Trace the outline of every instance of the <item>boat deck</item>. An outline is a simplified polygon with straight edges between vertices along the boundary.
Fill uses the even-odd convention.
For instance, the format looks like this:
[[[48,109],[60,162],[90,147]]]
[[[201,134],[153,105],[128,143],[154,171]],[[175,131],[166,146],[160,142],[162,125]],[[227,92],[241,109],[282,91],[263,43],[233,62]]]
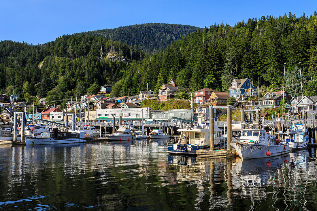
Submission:
[[[236,156],[236,150],[210,150],[208,149],[196,150],[197,157],[202,157],[227,159],[235,157]]]

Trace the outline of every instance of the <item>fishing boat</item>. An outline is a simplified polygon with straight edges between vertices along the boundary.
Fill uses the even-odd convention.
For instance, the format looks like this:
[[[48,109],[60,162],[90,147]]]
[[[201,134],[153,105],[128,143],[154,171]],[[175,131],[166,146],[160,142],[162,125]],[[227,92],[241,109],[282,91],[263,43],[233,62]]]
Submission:
[[[51,144],[71,144],[86,142],[85,132],[58,131],[57,128],[53,128],[52,131],[44,132],[41,136],[29,137],[25,138],[27,145]]]
[[[109,141],[135,140],[136,138],[132,135],[130,128],[130,125],[121,124],[114,133],[106,134],[105,136]]]
[[[293,125],[294,127],[289,128],[285,133],[280,134],[283,137],[282,143],[289,144],[289,148],[292,150],[306,148],[309,140],[306,125],[296,124]]]
[[[217,126],[214,126],[214,130],[215,148],[224,148],[224,137]],[[209,125],[198,123],[192,126],[187,125],[177,131],[181,133],[178,143],[168,144],[170,154],[195,155],[196,150],[210,148]]]
[[[153,129],[149,136],[151,138],[167,138],[170,137],[169,133],[163,133],[159,129]]]
[[[81,131],[85,132],[86,137],[97,137],[100,135],[100,131],[96,130],[93,125],[83,125],[81,126],[79,130],[75,130],[74,132],[79,132]]]
[[[29,125],[25,127],[26,136],[38,137],[41,136],[41,133],[49,131],[49,125]],[[20,129],[21,130],[21,129]]]
[[[13,127],[11,125],[0,125],[0,144],[12,144],[13,142]],[[17,134],[16,141],[21,140],[21,135]]]
[[[263,158],[288,153],[289,145],[277,140],[265,130],[243,129],[239,140],[230,145],[243,159]]]

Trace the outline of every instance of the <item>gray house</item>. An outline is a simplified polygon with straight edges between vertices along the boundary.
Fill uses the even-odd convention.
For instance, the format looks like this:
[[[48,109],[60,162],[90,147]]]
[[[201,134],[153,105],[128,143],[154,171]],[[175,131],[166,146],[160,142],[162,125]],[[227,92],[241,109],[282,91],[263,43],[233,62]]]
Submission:
[[[190,109],[157,111],[151,112],[151,118],[162,121],[170,120],[172,118],[191,120],[191,114]]]

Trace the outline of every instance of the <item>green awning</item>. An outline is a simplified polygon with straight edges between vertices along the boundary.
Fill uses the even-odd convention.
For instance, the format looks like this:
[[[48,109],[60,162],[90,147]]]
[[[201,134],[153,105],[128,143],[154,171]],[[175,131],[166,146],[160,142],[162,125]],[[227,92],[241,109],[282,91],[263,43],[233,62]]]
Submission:
[[[179,118],[178,117],[172,117],[171,118],[177,119],[177,120],[179,120],[181,121],[183,121],[186,122],[192,122],[191,120],[190,119],[182,119],[181,118]]]

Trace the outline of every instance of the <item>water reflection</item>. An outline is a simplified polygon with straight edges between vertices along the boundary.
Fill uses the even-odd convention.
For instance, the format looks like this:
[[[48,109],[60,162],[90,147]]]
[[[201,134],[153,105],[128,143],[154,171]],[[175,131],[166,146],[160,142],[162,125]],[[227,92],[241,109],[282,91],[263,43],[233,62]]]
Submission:
[[[1,147],[0,208],[314,209],[315,149],[224,161],[169,155],[169,141]]]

※

WRITTEN REQUEST:
Copy every line again, starting at the line that contains "Trace the outline of every instance of the <item>water" and continuing through the end of the items. Multiply each coordinate in the answers by 2.25 and round to whole numbers, with halves rounded up, but leave all other text unchanged.

SOLUTION TO THE EXERCISE:
Trace the outline of every instance of the <item>water reflection</item>. An outline is a simplified polygon with straight edges between vertices along the boundary.
Fill uses the even-odd convention.
For instance, the format looks like this:
[[[48,109],[60,162],[90,147]]]
[[[201,134],[153,105],[128,143],[154,171]],[[175,131],[166,146],[160,142],[162,125]],[[227,92],[241,109],[282,91],[263,43],[233,62]]]
Submission:
[[[2,331],[0,468],[707,470],[709,335],[504,362],[380,349],[380,317]]]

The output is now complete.